Exercise task: Gather every line from the records below that contains the word "pickup" and copy each of them in full.

"""

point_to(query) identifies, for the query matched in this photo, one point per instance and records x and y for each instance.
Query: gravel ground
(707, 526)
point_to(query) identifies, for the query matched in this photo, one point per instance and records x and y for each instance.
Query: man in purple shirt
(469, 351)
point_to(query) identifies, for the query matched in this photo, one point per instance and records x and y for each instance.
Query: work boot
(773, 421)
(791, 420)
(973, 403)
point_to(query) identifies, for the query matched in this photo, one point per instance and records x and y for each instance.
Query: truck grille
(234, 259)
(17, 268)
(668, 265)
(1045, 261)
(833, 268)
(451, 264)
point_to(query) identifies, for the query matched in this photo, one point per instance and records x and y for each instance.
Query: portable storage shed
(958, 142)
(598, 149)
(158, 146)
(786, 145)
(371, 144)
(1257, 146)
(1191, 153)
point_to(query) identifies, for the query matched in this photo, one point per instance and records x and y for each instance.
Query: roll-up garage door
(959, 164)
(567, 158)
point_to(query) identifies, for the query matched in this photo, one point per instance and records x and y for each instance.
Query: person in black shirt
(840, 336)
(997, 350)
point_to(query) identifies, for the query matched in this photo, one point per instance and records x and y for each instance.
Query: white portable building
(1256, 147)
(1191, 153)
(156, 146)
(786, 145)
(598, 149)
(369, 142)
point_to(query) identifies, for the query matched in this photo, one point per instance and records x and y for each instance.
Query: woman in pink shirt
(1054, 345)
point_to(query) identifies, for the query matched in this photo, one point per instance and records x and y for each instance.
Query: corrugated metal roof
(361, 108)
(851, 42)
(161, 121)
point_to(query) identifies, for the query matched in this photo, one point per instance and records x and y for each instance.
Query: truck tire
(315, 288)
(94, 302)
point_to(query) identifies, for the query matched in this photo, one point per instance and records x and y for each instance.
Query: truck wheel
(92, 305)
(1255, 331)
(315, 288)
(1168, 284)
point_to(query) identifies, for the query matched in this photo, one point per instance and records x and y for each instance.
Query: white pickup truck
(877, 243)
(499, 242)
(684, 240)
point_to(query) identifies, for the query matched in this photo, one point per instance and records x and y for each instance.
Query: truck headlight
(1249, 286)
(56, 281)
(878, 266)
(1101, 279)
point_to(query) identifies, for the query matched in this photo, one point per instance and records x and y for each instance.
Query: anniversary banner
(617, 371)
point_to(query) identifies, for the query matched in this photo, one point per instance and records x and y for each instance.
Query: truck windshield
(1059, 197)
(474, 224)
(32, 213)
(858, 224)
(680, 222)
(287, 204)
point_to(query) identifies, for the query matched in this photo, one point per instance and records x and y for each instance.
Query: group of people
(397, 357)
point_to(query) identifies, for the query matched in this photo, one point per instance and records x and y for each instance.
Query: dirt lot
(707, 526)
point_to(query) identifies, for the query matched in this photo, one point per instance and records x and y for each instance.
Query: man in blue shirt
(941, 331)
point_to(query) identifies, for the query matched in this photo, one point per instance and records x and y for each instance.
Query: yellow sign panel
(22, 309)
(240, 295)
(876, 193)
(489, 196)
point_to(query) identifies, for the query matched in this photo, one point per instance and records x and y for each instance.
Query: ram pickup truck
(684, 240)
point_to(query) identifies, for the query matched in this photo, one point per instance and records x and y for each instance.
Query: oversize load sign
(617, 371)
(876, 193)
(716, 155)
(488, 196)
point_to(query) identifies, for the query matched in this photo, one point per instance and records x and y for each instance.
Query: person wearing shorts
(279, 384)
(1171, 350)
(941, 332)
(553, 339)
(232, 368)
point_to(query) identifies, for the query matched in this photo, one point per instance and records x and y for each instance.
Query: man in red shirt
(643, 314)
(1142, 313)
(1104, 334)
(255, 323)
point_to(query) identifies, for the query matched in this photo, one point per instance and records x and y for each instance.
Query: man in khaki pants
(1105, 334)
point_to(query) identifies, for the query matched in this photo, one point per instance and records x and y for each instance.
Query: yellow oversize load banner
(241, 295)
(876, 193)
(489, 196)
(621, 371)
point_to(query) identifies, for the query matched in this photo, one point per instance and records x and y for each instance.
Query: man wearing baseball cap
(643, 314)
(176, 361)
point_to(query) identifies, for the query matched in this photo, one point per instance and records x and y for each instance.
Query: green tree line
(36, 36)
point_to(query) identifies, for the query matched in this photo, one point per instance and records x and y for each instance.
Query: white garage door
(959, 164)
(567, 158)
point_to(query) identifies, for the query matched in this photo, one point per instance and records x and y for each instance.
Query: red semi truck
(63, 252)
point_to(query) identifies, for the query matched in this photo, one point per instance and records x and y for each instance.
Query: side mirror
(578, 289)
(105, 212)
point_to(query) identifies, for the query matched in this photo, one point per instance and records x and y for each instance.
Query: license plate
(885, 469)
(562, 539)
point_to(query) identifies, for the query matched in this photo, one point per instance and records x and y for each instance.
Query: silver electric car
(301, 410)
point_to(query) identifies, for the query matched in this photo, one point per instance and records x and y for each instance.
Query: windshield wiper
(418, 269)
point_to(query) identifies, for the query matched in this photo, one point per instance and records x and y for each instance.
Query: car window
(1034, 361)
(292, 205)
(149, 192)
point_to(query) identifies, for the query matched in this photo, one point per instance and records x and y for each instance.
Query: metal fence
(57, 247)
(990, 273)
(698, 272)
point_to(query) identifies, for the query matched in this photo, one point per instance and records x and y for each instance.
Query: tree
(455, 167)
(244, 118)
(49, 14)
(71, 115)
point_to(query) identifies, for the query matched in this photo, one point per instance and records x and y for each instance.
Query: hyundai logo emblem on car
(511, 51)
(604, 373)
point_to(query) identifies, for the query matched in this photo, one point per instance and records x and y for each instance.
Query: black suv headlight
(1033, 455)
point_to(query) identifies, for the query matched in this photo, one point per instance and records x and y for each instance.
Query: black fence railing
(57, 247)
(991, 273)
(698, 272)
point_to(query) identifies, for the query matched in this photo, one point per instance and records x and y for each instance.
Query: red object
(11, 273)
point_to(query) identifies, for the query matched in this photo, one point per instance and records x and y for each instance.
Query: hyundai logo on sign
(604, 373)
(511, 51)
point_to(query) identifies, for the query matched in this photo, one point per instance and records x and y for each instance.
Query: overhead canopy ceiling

"""

Task response:
Query: white pickup truck
Query: ram pickup truck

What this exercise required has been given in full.